- Born: April 3, 1892 Chicago, Illinois
- Died: July 19, 1974 (aged 82) La Jolla, California

= Beatrice S. Levy =

American painter

Beatrice Sophia Steinfeld Levy (April 3, 1892 - July 19, 1974) was an American printmaker and painter, draftsman, and instructor.

==Early life and education==
She was born in Chicago to a German-Jewish emigrant father and a mother from Kentucky and grew up on Chicago's Near South Side. She studied at the Chicago Art Institute after graduating from high school in 1910 with an initial focus on illustration. While there, she was among a small number of students including Stanislaus Szukalski who defended the modernist works on display at the notorious Armory Show at the Art Institute in 1913. Encouraged by her instructors she continued her art education after graduating in 1910 with honorable mention, studying portraiture with Ralph Clarkson in Chicago, painting with Charles Hawthorne in Provincetown, Massachusetts, and fine print methods with Vojtěch Preissig in New York's Art Students League in 1915.

==Career==
By then, she was already a prolific painter and printmaker, producing striking images with saturated color and abbreviated, semi-realist imagery. One of the earliest members of the Chicago Society of Etchers, her exacting, three-plate color intaglios were first exhibited by the Society in 1914. The same year, one of her prints received an honorable mention at Panama–Pacific International Exposition in San Francisco.

She held her first solo exhibition in 1916 at Goupil & Cie Gallery in New York, featured her entire collection of color aquatints. She had a studio in Chicago's 57th Street Art Colony.

In the 1920s she helped form an "art for art's sake" group called the Cor Ardens along with Szukalski, Carl Hoeckner, Ramon Shiva, and Gerrit V. Sinclair. Traveling with friends all over the United States, Europe, and Mexico, she was by then well-known for "forceful painting in oils, but also for her ability to express in the exquisite art of the copper plate … an individual style through a simple and dignified treatment of her subject matter." (Palos Journal, May 1929)

During the Great Depression (1929-39), Levy supervised the Easel Painting Division and Art Gallery of the Illinois Art Project of the WPA. She also supervised the Easel Painting Division for the Federal Arts Project a decade later.

For two years during World War II, Levy worked as a meteorological map draftsman and her subsequent work developed along more modern lines.
**********
TASK SET:
(a) Copy word for word the passage of the Beatrice Levy biography that begins at the words "- Born: April" and stops after the words "draftsman, and instructor.".
(b) According to the Beatrice Levy biography, where did she hold her first solo exhibition in 1916?
(c) Pick up the Beatrice Levy biography after its last sentence and keep writing it.

DATASET EXTRACT:
**********
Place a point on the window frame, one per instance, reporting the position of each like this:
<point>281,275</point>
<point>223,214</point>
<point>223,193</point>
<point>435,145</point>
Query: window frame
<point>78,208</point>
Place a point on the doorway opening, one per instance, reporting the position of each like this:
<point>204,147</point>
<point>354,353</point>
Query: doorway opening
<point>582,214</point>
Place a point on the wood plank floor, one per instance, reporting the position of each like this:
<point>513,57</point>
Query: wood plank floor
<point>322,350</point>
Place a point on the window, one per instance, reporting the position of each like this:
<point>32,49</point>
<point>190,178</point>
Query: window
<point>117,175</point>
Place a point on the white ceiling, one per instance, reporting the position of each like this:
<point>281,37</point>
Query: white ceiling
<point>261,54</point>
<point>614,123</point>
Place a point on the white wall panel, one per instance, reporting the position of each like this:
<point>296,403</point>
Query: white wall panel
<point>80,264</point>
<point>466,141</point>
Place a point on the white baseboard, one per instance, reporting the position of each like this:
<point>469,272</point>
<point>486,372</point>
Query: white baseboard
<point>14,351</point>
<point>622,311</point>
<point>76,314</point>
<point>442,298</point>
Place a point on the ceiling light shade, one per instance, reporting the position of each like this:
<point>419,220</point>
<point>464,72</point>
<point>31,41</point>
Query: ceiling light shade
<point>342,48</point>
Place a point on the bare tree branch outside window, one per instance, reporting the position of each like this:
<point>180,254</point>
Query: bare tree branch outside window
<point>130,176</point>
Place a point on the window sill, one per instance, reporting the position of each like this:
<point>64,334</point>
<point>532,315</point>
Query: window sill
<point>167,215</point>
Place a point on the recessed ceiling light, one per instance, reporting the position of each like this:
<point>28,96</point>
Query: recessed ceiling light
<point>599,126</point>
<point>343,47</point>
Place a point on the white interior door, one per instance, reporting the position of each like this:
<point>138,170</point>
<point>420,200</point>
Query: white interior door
**********
ANSWERS PER TASK:
(a)
- Born: April 3, 1892 Chicago, Illinois
- Died: July 19, 1974 (aged 82) La Jolla, California

= Beatrice S. Levy =

American painter

Beatrice Sophia Steinfeld Levy (April 3, 1892 - July 19, 1974) was an American printmaker and painter, draftsman, and instructor.

(b) At Goupil & Cie Gallery in New York.

(c)
She traveled extensively in the US, Europe, and North Africa and summered La Jolla, California for several years before making it her home in 1950. She served on the board of the San Diego Museum of Art (then the San Diego Fine Arts Gallery) and taught at the La Jolla Museum School of Arts and Crafts (1961–62). Also at the time, she began a close relationship with the modernist artist Dorothy Stratton King, a La Jolla resident with whom she shared a passion for rich color and strong form.

Levy experimented heavily in her final decade in linear and highly abstract printmaking and enamels.

Levy never married. After a long and distinguished career, she died in La Jolla in 1974. Her papers are held by the Archives of American Art at the Smithsonian Institution in Washington, DC.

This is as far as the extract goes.